● **GOAL 1**
Count the lines in the rows below that contain the string "football", treating uppercase and lowercase letters as distinct, and give only the number.

Maybe I'll do a little liveblogging of this screening copy of The Audition I was kindly sent.
Granted, I'm the ideal audience for this. The auditions are a highlight of my year, and the year documented in the film was probably the best I've attended.
Ok amusingly they just showed one of the singers, I didn't see which, reading The Power of Positive Thinking, because it is 1957. I'm not sure why that makes me laugh, but it's also an extra glimpse of how terrifying it must be to be 25 and see the house from the stage.
Some reasons to watch:
-attaching a face not only to singers you may remember watching in competition, but also to behind-the-scenes Met folks who serve as blank screens onto which crazy opera fans project their frustrations. Like oh hey, there's Peter Gelb and he's not rubbing his hands together going "Who's the skinniest?! I don't CARE who can sing!" as he apparently does in the collective feverish hallucination of many opera loons.
-attaching a non-long-distance face to singers I still recall hearing from fam circ, seeing how they sing in detail (wow Disella Larusdottir's lips shake when she sings high notes! Jesus, Alek Shrader doesn't just have a great headshot and really is that cute!) Getting to hear the traces of regional accents they haven't tamed is also fun.

(Records in a dataset)
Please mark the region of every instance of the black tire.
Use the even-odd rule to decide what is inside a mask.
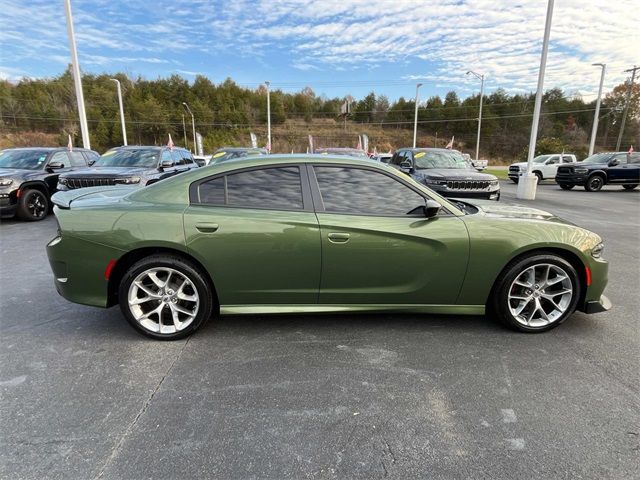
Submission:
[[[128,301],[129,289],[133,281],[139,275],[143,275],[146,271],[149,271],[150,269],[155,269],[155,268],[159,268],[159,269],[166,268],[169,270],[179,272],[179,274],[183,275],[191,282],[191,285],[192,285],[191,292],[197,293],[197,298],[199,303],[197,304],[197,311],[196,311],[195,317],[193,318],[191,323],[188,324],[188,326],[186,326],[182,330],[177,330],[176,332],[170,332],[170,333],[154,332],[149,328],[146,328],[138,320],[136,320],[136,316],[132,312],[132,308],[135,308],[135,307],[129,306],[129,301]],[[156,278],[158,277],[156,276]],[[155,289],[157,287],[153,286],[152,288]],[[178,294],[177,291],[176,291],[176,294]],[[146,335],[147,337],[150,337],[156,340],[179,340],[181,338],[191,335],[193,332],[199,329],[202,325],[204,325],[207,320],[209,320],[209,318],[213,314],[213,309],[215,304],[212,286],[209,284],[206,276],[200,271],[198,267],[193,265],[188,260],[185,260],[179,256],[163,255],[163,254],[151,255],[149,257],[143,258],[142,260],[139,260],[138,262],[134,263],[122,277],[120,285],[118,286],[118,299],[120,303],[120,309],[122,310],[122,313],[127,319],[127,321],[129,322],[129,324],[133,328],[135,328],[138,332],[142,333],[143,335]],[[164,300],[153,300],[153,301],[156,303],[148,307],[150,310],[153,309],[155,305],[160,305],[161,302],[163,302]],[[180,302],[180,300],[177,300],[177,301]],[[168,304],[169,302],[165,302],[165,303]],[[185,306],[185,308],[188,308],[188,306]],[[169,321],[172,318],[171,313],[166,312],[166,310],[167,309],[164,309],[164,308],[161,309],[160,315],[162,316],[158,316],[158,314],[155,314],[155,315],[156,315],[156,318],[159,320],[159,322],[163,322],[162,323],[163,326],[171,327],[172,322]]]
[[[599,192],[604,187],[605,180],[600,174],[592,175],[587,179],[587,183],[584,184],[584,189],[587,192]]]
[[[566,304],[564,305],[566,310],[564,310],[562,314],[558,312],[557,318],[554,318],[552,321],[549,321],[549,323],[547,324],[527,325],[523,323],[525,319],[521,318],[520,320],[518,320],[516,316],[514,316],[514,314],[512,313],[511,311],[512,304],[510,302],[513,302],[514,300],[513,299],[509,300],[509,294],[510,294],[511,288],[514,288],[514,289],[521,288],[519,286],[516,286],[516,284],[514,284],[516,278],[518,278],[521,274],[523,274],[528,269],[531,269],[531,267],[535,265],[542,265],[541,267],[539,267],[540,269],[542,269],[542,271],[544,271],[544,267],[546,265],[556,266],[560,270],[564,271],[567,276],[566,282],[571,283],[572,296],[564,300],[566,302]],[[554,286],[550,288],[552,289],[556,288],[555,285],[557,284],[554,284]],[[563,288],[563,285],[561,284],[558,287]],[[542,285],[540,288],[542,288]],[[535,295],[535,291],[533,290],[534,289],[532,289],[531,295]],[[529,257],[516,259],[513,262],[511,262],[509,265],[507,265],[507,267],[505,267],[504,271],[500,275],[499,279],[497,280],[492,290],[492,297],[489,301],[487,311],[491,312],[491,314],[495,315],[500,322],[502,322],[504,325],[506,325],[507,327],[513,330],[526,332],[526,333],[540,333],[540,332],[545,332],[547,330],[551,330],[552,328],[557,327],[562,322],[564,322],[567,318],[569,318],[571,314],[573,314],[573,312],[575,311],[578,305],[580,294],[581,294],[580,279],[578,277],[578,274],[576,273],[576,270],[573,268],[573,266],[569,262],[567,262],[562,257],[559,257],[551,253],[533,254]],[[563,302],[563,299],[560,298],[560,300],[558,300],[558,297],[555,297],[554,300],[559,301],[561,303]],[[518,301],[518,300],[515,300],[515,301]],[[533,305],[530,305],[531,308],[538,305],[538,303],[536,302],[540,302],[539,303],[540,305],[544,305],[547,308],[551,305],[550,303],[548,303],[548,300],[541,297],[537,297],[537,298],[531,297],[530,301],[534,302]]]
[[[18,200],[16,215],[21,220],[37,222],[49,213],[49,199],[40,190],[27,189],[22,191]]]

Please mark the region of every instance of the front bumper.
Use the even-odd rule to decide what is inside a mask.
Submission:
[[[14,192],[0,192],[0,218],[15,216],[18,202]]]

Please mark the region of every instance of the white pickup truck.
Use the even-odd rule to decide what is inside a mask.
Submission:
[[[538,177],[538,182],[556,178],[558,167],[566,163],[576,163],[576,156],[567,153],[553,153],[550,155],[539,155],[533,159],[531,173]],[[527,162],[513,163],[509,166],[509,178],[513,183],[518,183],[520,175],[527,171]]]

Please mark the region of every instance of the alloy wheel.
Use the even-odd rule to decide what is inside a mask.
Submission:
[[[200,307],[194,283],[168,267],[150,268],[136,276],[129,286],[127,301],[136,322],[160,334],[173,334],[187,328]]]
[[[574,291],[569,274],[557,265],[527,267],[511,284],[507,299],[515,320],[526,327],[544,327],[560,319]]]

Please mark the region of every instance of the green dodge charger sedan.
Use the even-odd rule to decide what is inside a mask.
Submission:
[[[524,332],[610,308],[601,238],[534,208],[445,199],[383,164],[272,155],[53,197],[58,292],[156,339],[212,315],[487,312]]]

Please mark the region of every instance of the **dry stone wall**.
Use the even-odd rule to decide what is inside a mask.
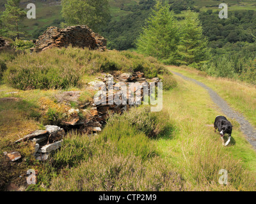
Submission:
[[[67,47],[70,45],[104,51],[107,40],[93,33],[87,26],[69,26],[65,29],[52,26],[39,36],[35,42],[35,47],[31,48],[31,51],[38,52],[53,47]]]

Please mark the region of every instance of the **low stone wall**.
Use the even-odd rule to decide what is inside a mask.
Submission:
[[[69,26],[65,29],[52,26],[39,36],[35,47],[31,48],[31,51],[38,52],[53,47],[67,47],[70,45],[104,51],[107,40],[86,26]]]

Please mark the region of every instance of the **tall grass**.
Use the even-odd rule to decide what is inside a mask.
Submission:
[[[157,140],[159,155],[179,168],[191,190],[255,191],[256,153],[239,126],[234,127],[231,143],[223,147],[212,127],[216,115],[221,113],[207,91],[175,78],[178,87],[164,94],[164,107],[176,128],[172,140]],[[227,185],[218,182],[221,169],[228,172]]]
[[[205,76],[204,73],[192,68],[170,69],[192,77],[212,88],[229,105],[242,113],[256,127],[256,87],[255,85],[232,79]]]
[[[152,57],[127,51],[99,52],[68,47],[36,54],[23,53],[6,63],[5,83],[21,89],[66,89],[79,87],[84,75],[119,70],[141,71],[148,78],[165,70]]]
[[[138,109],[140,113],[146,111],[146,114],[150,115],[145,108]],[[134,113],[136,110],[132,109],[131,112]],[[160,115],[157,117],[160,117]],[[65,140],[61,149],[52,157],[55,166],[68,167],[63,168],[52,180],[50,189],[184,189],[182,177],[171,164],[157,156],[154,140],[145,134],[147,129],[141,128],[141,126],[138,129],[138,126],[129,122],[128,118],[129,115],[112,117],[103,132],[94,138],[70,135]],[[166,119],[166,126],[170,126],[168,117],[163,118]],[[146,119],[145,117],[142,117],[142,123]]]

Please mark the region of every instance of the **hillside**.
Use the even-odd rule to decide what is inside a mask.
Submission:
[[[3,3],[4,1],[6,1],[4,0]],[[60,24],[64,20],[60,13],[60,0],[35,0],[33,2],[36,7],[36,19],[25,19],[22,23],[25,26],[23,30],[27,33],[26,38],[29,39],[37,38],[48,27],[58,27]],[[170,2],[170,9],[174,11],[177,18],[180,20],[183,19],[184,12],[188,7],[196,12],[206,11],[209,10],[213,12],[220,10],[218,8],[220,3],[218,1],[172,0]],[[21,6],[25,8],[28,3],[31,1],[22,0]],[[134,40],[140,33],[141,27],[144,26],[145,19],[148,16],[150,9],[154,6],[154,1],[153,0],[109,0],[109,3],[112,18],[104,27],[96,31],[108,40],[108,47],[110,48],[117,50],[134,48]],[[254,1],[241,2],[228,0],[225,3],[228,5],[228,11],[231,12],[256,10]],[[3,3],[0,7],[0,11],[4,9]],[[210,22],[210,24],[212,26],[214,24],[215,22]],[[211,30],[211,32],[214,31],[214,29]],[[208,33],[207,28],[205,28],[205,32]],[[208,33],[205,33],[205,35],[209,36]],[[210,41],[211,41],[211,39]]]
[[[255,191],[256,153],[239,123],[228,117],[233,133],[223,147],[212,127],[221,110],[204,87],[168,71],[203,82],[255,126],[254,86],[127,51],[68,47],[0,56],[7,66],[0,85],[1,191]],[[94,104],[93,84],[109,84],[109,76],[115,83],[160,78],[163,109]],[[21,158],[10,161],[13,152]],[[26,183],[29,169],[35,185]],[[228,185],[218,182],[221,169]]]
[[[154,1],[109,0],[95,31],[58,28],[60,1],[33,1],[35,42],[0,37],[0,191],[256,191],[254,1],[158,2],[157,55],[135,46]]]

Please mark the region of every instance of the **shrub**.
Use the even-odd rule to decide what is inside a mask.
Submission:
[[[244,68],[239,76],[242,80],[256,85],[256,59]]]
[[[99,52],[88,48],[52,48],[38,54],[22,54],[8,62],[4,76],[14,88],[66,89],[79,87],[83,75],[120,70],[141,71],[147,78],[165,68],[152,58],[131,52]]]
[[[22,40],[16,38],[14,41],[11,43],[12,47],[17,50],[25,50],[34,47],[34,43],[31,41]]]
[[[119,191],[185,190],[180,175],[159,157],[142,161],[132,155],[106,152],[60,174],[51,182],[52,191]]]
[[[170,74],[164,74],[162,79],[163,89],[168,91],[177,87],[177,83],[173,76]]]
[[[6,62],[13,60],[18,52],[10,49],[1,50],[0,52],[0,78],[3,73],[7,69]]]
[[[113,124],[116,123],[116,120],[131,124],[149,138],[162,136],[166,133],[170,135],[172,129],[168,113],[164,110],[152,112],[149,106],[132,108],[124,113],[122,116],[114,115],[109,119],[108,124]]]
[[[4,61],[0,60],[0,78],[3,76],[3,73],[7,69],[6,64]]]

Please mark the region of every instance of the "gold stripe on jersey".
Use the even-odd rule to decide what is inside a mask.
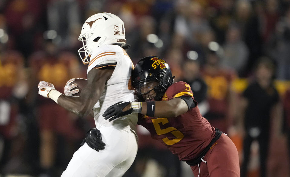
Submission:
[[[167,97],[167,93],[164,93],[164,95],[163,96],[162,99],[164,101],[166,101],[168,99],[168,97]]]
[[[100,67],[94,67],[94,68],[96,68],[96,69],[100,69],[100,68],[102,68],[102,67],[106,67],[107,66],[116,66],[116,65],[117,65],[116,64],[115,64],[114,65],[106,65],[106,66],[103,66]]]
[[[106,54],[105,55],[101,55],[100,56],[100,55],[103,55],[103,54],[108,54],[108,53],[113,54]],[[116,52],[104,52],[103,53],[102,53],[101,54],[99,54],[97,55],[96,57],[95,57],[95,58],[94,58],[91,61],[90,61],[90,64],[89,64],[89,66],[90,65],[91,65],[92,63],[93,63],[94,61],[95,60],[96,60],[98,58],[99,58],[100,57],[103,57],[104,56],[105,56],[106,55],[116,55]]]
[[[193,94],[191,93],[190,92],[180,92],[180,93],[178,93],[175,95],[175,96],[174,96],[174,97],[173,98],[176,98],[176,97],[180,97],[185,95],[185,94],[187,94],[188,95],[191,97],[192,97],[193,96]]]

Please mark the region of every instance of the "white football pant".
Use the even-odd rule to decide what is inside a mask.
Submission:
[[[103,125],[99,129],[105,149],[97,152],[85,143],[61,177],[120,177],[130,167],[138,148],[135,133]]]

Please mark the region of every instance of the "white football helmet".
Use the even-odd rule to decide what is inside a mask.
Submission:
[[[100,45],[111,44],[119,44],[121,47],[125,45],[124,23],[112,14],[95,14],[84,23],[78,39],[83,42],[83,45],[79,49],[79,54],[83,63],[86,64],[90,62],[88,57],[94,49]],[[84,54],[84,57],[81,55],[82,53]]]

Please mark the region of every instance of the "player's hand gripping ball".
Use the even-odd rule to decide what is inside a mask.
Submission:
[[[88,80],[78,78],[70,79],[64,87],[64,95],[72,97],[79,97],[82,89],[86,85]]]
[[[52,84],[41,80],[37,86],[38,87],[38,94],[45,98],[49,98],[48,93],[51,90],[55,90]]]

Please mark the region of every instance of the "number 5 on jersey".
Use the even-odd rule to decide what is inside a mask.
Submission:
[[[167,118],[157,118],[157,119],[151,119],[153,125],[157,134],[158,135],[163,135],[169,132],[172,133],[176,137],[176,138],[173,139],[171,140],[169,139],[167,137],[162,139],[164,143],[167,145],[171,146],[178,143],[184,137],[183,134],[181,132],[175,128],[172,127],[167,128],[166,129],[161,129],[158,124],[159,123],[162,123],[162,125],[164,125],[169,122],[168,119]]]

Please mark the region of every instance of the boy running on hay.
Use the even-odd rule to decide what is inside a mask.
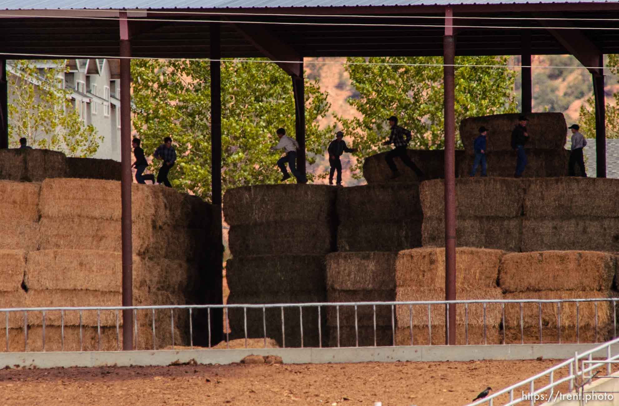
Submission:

● **GOAL 2**
Return the passage of the blog post above from "Some reasons to" up to and including "is also fun.", copied word for word.

● **RESPONSE 1**
2

● **RESPONSE 2**
Some reasons to watch:
-attaching a face not only to singers you may remember watching in competition, but also to behind-the-scenes Met folks who serve as blank screens onto which crazy opera fans project their frustrations. Like oh hey, there's Peter Gelb and he's not rubbing his hands together going "Who's the skinniest?! I don't CARE who can sing!" as he apparently does in the collective feverish hallucination of many opera loons.
-attaching a non-long-distance face to singers I still recall hearing from fam circ, seeing how they sing in detail (wow Disella Larusdottir's lips shake when she sings high notes! Jesus, Alek Shrader doesn't just have a great headshot and really is that cute!) Getting to hear the traces of regional accents they haven't tamed is also fun.